0

Currently I'm attempting to solve 4 coupled ODE's to stabilize an inverted pendulum on a cart. I have no problem doing it with ODEINT from Scipy, however, I can't make it work with a manual implementation. Most likely this is due to some weird data formatting done in the 'model' function in the code.

I have tried multiple things to no avail, thus I won't post my error codes, since they range from the size not fitting when adding all the calculated steps in the RK4 method.

My current code with ODEINT working is down below. What I'm asking is whether someone can help me, so that the function 'model' is properly made, so that I can implement the RK4 solver (which I can do for other ODE's without any problem).

import numpy as np
from scipy.integrate import solve_ivp
from scipy import signal
g = 9.82
l = 0.281 
mc = 6.28
alpha = 0.4
mp = 0.175
t_start = 0.
t_end = 12.
tol = 10**(-1)
# Define A and B and the poles we want
A = np.array([[0., 1., 0., 0.], [(mc+mp)*g/(l*mc), 0., 0., (-alpha)/(l*mc)], [0., 0., 0., 1.], [(g*mp)/mc, 0., 0., (-alpha)/mc]])
B = np.array([[0.], [1./(l*mc)], [0.], [1./mc]])
Poles = np.array([complex(-1.,2.), complex(-1.,-2.), complex(-2.,1.), complex(-2.,-1.)])

# Determine K
signal = signal.place_poles(A, B, Poles)
K = signal.gain_matrix
# print(signal.computed_poles) # To verify if the computes poles are correct

# Define the model
def model(t,x):
    x1, x2, x3, x4 = x
    u = -np.matmul(K,x)
    dx1dt = x2
    dx2dt = (np.cos(x1.astype(float))*(u-alpha*x4-mp*l*x2**2*np.sin(x1.astype(float)))+(mc+mp)*g*np.sin(x1.astype(float)))/(l*(mc+mp*(1-np.cos(x1.astype(float))**2)))
    dx3dt = x4
    dx4dt = (u-alpha*x4-mp*l*x2**2*np.sin(x1.astype(float))+mp*g*np.sin(x1.astype(float))*np.cos(x1.astype(float)))/(mc+mp*(1-np.cos(x1.astype(float))**2))
    return np.array([dx1dt, dx2dt, dx3dt, dx4dt])

=== Supplied data ===
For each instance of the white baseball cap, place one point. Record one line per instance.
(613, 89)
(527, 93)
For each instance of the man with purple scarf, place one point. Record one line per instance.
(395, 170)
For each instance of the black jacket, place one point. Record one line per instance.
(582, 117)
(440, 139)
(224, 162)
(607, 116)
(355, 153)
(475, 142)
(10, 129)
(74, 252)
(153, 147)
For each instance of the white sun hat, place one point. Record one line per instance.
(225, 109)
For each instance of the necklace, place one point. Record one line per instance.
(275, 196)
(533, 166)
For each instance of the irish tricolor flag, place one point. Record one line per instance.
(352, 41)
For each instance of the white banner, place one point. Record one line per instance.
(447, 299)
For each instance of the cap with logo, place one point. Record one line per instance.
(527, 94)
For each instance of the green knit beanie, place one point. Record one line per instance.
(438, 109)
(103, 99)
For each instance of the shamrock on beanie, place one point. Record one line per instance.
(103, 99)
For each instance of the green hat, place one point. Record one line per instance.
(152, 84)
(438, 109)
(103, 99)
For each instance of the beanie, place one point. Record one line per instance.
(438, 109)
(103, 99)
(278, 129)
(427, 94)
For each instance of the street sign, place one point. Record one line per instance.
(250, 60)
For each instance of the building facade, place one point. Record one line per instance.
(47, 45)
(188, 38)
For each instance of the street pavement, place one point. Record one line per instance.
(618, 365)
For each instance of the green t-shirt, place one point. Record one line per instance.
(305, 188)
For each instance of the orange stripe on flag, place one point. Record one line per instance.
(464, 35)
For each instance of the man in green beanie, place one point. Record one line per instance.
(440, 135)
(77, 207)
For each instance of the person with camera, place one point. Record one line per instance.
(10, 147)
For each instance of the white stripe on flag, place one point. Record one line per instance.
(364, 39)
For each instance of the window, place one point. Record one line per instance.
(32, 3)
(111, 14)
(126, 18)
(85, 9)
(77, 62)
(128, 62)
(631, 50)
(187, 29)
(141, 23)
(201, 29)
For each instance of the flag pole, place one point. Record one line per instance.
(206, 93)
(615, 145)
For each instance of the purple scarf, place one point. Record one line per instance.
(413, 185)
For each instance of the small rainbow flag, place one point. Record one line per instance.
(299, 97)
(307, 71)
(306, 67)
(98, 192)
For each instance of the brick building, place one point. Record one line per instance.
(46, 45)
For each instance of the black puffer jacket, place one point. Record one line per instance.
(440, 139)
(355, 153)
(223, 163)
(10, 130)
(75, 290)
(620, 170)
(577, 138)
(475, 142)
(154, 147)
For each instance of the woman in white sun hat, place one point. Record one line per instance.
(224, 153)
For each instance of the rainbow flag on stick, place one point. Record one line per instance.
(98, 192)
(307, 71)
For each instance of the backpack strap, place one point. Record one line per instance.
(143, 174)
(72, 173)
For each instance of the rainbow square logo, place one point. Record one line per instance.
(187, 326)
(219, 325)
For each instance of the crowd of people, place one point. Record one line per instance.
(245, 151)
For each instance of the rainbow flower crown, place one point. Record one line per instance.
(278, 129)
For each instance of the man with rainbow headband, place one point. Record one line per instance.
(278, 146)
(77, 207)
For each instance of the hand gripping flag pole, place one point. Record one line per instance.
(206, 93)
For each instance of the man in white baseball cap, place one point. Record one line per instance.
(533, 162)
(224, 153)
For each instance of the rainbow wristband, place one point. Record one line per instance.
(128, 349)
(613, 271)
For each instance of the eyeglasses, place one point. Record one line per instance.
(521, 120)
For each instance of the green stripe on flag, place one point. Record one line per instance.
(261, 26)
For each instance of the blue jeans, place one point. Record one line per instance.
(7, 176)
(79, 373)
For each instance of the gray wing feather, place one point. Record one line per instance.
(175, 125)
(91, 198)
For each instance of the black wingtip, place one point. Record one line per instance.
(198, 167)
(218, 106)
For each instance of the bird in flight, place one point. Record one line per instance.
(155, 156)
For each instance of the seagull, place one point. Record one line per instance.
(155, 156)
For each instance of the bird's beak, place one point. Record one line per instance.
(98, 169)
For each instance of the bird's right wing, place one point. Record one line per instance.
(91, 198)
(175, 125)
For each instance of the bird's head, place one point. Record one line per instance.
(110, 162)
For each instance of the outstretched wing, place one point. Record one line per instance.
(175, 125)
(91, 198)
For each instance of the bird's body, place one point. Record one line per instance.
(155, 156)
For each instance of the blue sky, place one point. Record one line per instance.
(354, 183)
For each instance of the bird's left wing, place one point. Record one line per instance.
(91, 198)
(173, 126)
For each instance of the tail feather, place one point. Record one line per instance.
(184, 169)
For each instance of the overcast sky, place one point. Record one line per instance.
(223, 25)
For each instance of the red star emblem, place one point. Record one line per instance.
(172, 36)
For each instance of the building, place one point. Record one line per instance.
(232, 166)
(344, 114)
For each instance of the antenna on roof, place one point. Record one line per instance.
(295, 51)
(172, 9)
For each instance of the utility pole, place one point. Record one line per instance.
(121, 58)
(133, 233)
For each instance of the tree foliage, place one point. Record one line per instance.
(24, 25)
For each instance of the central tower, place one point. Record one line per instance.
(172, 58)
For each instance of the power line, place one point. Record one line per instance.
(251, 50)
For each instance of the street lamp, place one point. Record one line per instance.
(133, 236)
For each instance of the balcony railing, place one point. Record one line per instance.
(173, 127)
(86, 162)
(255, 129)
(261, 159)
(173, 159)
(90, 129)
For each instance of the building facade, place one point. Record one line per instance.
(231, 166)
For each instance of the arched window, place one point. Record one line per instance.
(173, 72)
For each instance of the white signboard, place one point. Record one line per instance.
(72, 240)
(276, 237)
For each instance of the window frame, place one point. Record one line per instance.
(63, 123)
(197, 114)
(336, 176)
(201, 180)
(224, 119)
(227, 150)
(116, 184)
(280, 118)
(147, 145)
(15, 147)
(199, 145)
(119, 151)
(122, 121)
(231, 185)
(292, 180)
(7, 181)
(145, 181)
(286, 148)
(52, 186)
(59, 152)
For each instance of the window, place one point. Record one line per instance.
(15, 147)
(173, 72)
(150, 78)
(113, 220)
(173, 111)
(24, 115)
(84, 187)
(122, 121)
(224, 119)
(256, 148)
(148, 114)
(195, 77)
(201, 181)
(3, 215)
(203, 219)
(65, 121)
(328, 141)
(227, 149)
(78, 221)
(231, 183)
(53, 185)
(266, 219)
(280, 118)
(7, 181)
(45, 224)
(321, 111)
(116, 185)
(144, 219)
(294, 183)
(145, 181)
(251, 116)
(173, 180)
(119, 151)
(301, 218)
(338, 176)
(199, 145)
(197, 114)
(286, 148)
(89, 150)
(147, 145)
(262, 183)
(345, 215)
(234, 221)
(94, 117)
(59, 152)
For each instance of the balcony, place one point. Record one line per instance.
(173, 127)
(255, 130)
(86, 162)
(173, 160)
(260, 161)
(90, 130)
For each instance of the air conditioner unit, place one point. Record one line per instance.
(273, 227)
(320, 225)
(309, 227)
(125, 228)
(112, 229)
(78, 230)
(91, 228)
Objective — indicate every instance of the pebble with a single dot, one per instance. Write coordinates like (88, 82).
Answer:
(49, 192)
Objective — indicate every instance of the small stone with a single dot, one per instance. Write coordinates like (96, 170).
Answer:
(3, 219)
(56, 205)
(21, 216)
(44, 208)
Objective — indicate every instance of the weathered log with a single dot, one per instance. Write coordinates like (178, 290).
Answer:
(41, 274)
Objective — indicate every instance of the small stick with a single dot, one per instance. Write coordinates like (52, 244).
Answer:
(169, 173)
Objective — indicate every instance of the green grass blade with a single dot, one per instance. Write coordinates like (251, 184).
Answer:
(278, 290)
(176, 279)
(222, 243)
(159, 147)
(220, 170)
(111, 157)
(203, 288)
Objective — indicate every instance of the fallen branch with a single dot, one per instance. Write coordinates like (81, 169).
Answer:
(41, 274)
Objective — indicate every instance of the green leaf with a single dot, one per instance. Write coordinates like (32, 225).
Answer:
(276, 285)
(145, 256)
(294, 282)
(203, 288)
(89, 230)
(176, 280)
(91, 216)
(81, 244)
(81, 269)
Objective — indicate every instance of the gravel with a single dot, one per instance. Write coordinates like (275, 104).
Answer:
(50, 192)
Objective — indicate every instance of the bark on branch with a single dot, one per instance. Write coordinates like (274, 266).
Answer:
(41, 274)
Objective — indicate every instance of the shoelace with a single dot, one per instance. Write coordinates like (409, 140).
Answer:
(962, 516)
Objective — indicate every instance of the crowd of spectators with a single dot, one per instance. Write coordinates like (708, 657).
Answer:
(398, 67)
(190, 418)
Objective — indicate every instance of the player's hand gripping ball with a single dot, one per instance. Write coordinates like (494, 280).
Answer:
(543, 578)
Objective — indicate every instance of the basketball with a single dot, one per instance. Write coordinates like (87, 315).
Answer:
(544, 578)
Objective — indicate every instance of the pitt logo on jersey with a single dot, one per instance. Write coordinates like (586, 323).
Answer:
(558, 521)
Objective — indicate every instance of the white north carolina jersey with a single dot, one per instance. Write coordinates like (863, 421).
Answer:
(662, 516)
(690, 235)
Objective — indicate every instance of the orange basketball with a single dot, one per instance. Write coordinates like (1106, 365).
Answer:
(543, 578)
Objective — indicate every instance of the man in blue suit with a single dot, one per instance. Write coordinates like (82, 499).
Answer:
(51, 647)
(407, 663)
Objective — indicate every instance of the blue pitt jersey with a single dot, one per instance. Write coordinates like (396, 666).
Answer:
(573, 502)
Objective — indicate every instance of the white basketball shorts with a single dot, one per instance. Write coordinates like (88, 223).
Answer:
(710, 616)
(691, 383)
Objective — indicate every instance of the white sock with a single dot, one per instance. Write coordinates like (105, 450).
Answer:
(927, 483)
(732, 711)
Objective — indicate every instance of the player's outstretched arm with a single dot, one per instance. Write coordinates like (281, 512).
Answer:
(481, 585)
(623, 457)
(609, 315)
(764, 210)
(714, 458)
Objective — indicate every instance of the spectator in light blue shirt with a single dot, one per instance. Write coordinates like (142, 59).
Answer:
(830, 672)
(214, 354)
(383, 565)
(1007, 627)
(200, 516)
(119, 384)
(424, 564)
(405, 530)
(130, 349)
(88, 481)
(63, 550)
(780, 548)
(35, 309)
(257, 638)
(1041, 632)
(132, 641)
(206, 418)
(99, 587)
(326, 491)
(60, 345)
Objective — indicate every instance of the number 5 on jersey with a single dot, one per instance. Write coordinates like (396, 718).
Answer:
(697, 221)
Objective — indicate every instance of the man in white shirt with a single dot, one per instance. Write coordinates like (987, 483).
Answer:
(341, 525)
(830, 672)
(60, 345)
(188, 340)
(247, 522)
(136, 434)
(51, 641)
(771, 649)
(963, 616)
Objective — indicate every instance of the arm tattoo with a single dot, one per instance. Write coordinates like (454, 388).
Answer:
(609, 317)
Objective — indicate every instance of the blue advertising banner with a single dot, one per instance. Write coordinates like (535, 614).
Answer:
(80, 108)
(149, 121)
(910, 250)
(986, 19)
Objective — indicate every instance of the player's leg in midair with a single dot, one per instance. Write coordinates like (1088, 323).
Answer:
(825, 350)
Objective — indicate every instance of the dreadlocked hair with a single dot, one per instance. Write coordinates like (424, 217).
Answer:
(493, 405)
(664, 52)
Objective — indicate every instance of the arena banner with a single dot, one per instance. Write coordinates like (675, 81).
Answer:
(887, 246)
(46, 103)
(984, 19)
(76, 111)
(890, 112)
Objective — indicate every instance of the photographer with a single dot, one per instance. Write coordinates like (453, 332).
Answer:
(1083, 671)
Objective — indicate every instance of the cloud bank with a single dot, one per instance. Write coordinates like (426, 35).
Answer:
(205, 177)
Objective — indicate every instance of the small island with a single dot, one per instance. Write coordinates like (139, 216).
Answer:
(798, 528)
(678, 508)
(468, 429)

=== What is asked ===
**1.** Reproduce the part of the inverted-pendulum question that opens with the words containing "I have tried" and closes with "t_end = 12.", changing every "RK4" to "fourth-order Runge-Kutta".
**2.** Count the lines of the rows that contain the string "stick", treating uppercase and lowercase as different. Give only the number.

=== Task-by-task outputs ===
**1.**
I have tried multiple things to no avail, thus I won't post my error codes, since they range from the size not fitting when adding all the calculated steps in the fourth-order Runge-Kutta method.

My current code with ODEINT working is down below. What I'm asking is whether someone can help me, so that the function 'model' is properly made, so that I can implement the fourth-order Runge-Kutta solver (which I can do for other ODE's without any problem).

import numpy as np
from scipy.integrate import solve_ivp
from scipy import signal
g = 9.82
l = 0.281 
mc = 6.28
alpha = 0.4
mp = 0.175
t_start = 0.
t_end = 12.

**2.** 2